Histoire d’écrire #41 Décrire ? Pourquoi

La description… Le cauchemar de vos lecteurs d’école. Bouh, le Bonheur des Dames ! Ouh, le père Goriot !

Mais au fait, pourquoi décrire. Et au final, est-ce si important ?

Et bien oui, et pour de nombreuses raisons.

Nous pouvons décomposer le contenu d’un livre en dialogues, actions, et description (même si, en quelques sortes, les actions sont une description). La description sert à la fois de liant et d’épaississant : elle relit les éléments entre eux, elle amplifie l’univers.

L’importance du narrateur.

L’importance de la description va changer en fonction du narrateur. En effet, nous avons vu, dans notre focus sur le type de narrateur, que celui à la première personne va, justement, personnaliser les descriptions, qui ne seront que sa perception de l’univers environnement (alors que pour les narrateurs à la troisième personne, la description de l’univers est plus distante du personnage).

========================

Consignes de l'exercice
1. Reproduisez le passage du texte sur la description qui va de « L’importance du narrateur. » jusqu'à « distante du personnage). » inclus.
2. Prolongez le texte sur la description au-delà de sa dernière phrase.

========================

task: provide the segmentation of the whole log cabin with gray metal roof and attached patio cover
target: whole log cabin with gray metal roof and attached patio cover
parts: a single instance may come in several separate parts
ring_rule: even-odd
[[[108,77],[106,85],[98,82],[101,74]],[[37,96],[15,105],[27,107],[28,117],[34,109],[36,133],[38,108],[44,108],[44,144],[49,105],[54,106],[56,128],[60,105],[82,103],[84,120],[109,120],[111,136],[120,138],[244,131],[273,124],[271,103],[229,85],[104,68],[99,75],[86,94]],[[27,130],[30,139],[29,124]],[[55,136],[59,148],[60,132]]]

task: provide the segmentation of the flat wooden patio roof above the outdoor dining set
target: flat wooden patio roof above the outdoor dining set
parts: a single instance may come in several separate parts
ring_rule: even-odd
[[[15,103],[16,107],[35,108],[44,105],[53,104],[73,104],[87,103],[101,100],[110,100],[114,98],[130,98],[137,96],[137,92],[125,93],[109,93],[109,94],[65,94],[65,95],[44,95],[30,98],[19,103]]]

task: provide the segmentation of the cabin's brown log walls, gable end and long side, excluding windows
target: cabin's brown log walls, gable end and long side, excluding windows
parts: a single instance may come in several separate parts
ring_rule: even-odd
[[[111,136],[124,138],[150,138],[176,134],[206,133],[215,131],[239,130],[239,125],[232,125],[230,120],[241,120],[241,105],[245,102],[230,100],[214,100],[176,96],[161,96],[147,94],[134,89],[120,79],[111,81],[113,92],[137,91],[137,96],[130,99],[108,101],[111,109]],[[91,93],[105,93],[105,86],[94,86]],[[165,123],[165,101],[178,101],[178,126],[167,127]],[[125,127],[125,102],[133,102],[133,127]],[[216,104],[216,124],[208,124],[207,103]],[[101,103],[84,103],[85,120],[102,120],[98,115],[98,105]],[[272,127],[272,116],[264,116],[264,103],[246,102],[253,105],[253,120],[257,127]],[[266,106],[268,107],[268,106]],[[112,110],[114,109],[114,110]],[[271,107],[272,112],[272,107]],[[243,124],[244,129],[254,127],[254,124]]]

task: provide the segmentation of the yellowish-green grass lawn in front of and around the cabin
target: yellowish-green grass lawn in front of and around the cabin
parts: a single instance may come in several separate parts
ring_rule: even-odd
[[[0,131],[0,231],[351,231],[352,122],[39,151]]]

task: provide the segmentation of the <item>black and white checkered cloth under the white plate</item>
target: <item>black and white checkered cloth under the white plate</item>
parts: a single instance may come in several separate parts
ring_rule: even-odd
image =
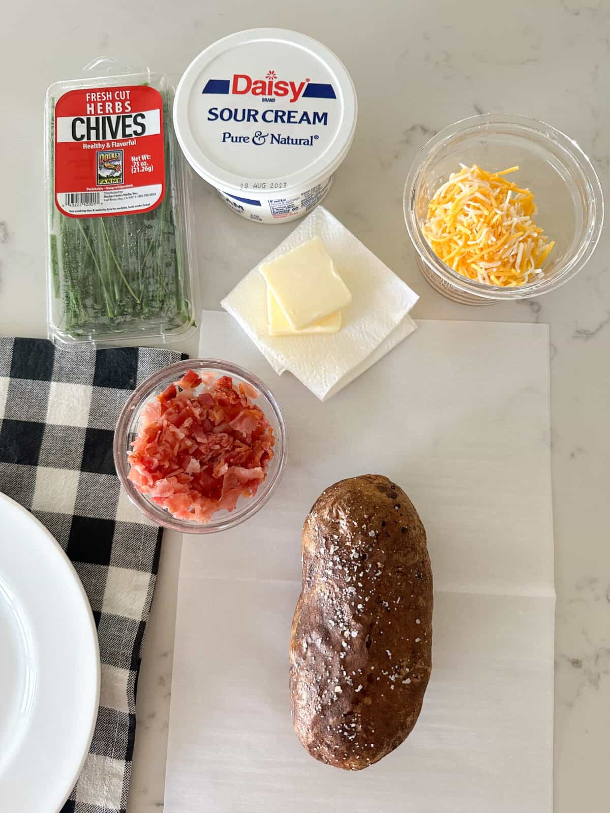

========================

Réponses par point
1.
L’importance du narrateur.

L’importance de la description va changer en fonction du narrateur. En effet, nous avons vu, dans notre focus sur le type de narrateur, que celui à la première personne va, justement, personnaliser les descriptions, qui ne seront que sa perception de l’univers environnement (alors que pour les narrateurs à la troisième personne, la description de l’univers est plus distante du personnage).

2.
Et donc, dans ce cas, la description mise en avant sera celle qui intéresse le narrateur. Et, sauf s’il s’agit de souvenirs ou de connaissance, de son environnement directement (comme le narrateur n’a pas le don d’ubiquité).

Le cas particulier du roman policier :

La description est une partie même de l’énigme. Et le lecteur cherchera des indices dans ce que propose l’écrivain en description. Une scène de crime décrite, chaque objet sont autant d’indices, où de leur. Dans ce cas, la description est partie intégrante de l’histoire.

Ces deux cas particuliers, de genre et de narrateur, mis à part, voyons les traits générales qui recoupent toutes les descriptions :

Pourquoi décrire ?

Pourquoi ???

Il n’y a pas de mauvaise raison de décrire (mais il y a de bonnes et de moins bonnes manières), mais il y a forcément une raison. Voyons cela :

Décrire pour ancrer son histoire.

Ancre (Anchor) : définition, traduction
Ceci est une ancre (si si, Magritte, rentre chez toi)

La première description, la plus « gratuite », mettons, est tout simplement de donner du corps à l’histoire. Décrire un lieu permet au lecteur de s’y représenter. Décrire un personnage permet de s’y attacher. Imaginez une bande dessinée avec des personnages, sur un fond blanc. Difficile, pour eux, de s’incarner. Le personnage interagit avec son décors.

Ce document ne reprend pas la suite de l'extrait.